▸ **Stated exercise**:
Pictures aside, repeat every entry exactly.
★ ★ ★ ★
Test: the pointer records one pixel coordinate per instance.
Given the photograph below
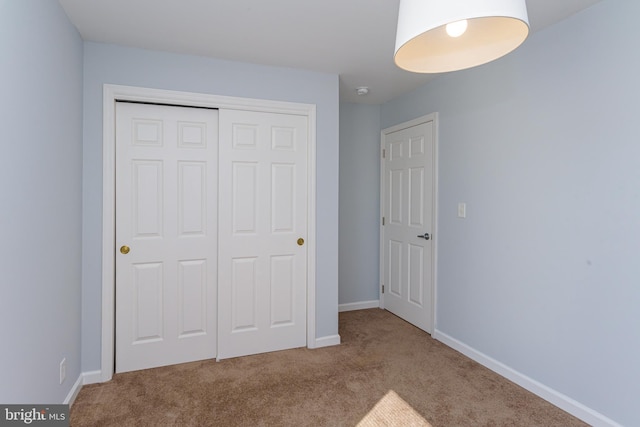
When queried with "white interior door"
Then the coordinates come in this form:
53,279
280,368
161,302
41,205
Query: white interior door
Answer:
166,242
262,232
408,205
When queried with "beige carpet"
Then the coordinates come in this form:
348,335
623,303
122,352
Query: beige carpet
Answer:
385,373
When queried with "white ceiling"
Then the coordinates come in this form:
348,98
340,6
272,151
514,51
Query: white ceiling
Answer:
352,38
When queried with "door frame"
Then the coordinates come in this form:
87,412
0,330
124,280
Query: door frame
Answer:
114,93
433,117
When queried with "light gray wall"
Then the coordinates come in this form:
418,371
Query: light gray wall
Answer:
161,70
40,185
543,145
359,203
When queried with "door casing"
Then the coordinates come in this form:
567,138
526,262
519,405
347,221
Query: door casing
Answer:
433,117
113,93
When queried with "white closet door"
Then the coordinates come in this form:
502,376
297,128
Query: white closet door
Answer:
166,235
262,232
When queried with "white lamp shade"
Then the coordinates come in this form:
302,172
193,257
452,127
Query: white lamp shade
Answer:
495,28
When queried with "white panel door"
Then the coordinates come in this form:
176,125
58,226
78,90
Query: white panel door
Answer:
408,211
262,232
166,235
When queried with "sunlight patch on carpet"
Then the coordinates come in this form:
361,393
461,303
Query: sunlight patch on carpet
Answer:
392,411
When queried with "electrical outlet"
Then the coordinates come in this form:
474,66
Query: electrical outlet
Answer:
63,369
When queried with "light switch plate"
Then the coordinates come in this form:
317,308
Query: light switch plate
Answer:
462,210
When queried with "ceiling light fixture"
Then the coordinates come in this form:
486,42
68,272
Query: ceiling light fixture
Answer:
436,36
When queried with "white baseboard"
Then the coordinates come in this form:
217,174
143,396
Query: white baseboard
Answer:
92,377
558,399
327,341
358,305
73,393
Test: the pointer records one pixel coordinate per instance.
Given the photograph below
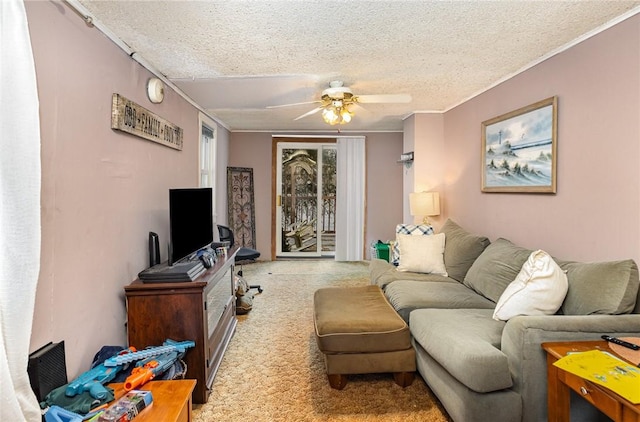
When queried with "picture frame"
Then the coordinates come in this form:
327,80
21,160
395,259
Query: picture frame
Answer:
★ ★ ★ ★
▸ **Full solution**:
Test: the pointer records one pixel coordinate per instance.
Given the photograph below
When queried with "white interior door"
Then the coordinates come in this form:
53,279
280,368
161,302
41,205
Query: white interior door
Answer:
166,242
262,232
408,205
When queried with "beige carpet"
Then the coordinates come in this form:
348,335
623,303
122,352
Query: beige carpet
Answer:
385,373
When queried with "white ceiling"
Then the coordinates come in this form:
348,98
340,6
272,151
514,51
Query: white ceiling
Answer:
352,38
When queried with "door frame"
Then the coordinates come in this form:
87,412
0,330
124,280
Query: door frame
Answer:
114,93
433,117
When queried with "light gray wall"
Then the coordinates come in this form:
418,371
Query: light gray wall
Answer:
161,70
40,185
543,145
359,203
When queried with "door casing"
Then the coordinates come in this form:
567,138
526,262
519,405
347,221
Query: door casing
Answer:
433,117
113,93
When queried with "white closet door"
Then the coordinates come in this form:
502,376
297,128
Query: white closet door
Answer:
166,235
262,232
When queried with "white lamp shade"
Then the coordinates come in this form:
302,172
193,257
452,127
Query: white lamp shade
Answer:
495,28
When queried with "white panel door"
Then the coordinates come in this form:
176,125
58,226
78,90
Query: white panel door
Answer:
408,211
262,232
166,235
When queried with "sunlight patch on carpet"
Then the coordinates come in this form:
361,393
461,303
Query: sunlight patch on carpet
Answer:
392,411
When queried with "electrical outlet"
Then the coordinates come in this form:
474,66
Query: electrical outlet
Answer:
63,369
When queried with "light switch plate"
Then the coordinates come in this form:
317,308
Query: light switch plate
Answer:
462,210
When queried with "ceiling light fixture"
Then the coordinates come in this form:
486,42
68,272
Query: ceiling light fixture
Answer:
436,36
When queried with "white baseboard"
Then the coordinates come in this form:
217,174
143,396
Query: white baseboard
Answer:
92,377
558,399
327,341
358,305
73,393
Test: the pointer records one pixel coordinate per instance.
Given the photograph below
When queried with "picture frame"
Then the coordinates come in this form:
327,80
21,160
395,259
Query: picture frame
Answer:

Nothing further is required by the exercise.